EXTRACTED ENTRIES

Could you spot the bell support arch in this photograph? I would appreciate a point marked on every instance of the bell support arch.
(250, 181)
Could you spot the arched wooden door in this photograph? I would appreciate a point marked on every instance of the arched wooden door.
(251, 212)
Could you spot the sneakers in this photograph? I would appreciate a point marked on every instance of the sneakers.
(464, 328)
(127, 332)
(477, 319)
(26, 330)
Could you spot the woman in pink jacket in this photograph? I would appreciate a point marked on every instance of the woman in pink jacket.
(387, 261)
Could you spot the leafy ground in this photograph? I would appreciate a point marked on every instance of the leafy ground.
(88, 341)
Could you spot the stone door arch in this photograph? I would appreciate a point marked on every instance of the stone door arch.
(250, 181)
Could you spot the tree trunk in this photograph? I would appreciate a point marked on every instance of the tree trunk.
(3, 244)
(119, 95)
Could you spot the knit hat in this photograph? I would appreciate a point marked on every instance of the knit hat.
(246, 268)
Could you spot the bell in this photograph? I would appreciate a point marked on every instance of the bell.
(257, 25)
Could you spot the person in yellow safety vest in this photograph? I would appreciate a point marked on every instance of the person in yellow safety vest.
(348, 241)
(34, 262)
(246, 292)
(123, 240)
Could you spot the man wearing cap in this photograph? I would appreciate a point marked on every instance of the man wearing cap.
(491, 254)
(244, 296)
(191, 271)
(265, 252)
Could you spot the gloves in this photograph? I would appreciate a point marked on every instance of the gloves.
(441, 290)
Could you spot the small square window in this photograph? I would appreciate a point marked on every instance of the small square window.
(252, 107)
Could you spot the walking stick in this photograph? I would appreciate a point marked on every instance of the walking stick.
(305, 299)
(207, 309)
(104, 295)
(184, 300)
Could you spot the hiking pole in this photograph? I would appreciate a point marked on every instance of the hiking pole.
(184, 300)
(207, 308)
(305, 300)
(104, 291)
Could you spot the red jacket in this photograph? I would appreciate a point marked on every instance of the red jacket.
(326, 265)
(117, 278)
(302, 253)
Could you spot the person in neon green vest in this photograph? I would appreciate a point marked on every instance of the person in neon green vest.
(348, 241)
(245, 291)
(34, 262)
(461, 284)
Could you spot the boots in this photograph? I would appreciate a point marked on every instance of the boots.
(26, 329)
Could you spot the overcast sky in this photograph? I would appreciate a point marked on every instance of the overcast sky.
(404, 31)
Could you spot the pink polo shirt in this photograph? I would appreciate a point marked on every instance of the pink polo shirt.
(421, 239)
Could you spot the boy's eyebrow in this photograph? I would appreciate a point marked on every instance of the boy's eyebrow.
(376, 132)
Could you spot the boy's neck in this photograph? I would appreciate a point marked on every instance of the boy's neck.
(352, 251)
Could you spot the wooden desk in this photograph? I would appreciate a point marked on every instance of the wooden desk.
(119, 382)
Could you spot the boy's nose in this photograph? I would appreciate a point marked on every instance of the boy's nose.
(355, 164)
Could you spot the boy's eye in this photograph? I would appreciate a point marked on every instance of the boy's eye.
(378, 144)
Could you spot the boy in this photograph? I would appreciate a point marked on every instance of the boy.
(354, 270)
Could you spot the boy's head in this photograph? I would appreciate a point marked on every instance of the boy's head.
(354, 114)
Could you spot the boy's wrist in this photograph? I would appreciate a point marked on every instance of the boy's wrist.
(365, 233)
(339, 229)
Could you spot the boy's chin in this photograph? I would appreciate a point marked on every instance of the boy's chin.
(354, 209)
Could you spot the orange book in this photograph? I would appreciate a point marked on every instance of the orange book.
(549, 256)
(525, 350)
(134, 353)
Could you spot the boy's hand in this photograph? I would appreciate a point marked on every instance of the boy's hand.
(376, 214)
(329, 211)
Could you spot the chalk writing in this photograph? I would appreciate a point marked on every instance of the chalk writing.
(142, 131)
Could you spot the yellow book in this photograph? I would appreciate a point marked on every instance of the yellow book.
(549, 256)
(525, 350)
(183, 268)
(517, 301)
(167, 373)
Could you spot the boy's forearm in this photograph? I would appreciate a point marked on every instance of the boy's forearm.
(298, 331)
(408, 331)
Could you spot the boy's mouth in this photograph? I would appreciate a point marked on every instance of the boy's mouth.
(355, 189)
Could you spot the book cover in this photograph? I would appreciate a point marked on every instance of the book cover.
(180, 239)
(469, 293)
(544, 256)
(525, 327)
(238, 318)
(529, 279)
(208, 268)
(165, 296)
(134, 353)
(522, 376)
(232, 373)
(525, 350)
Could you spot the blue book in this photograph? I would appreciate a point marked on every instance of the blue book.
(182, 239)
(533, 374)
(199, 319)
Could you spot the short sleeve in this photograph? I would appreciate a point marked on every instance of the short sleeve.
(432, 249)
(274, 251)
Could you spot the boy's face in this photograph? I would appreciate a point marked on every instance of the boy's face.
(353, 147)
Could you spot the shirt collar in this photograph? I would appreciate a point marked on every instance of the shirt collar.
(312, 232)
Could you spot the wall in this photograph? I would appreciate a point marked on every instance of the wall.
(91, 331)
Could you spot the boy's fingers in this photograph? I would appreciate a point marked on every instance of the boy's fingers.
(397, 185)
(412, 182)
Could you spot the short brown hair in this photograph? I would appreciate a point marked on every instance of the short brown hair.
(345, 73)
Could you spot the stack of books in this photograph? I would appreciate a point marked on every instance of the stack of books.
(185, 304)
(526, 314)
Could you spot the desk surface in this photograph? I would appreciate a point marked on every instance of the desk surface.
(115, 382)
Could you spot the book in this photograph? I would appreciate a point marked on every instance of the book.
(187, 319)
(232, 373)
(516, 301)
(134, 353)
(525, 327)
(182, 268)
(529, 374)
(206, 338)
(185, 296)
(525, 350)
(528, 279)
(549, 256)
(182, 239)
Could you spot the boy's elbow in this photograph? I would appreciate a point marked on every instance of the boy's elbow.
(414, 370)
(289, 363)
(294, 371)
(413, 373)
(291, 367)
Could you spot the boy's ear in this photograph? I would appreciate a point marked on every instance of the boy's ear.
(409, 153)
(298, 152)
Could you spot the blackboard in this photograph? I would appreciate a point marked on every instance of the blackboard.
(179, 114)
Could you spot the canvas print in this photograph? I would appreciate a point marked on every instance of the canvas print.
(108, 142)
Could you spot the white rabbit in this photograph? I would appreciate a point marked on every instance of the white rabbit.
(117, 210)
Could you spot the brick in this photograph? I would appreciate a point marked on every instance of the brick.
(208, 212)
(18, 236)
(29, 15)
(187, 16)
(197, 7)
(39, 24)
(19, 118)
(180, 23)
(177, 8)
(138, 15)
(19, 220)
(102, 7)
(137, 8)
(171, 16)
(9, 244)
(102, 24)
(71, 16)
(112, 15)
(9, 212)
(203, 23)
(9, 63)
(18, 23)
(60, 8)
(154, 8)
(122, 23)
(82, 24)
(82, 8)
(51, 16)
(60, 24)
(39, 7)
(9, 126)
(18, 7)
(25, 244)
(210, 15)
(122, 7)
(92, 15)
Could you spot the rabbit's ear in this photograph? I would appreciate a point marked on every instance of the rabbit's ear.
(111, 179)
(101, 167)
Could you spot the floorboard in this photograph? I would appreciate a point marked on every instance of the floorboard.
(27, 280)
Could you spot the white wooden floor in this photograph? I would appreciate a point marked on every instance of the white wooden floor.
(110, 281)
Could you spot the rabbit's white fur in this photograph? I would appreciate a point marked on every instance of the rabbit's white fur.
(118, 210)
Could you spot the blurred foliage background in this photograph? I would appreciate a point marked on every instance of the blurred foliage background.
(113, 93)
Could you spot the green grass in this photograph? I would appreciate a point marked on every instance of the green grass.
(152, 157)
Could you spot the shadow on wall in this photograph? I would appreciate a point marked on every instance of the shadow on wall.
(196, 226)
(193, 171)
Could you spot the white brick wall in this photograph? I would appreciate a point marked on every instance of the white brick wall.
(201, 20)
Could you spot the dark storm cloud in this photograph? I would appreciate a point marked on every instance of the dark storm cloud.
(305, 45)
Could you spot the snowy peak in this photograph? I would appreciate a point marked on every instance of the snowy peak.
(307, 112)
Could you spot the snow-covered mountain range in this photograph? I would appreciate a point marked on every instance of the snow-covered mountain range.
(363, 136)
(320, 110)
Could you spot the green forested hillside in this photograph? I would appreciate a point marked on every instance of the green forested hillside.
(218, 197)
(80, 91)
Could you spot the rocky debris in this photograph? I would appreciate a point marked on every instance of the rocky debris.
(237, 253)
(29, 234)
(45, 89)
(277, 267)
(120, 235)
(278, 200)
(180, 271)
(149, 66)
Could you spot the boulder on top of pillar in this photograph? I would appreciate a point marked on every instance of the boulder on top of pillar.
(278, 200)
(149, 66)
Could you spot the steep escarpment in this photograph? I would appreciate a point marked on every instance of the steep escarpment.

PROMPT
Return every line of the records as a JSON list of strings, one string per line, from the line containing "Could you spot the green forested" through the last line of the records, leaving out blank lines.

FINAL RESULT
[
  "Could you spot the green forested hillside in this photograph? I would appreciate a point marked on every instance of the green forested hillside.",
  "(218, 197)",
  "(80, 91)",
  "Could you spot the rocky debris in this photograph? I would appreciate a point marked on every instance of the rocky debris.",
  "(237, 253)",
  "(29, 234)",
  "(45, 89)",
  "(277, 267)",
  "(120, 235)",
  "(278, 200)",
  "(180, 271)",
  "(149, 66)",
  "Could you spot the boulder on top of pillar in this photograph? I would appreciate a point marked on every instance of the boulder on top of pillar.",
  "(278, 200)",
  "(149, 66)",
  "Could you spot the steep escarpment in this photograph? I would appreciate a point marked on every instance of the steep escarpment."
]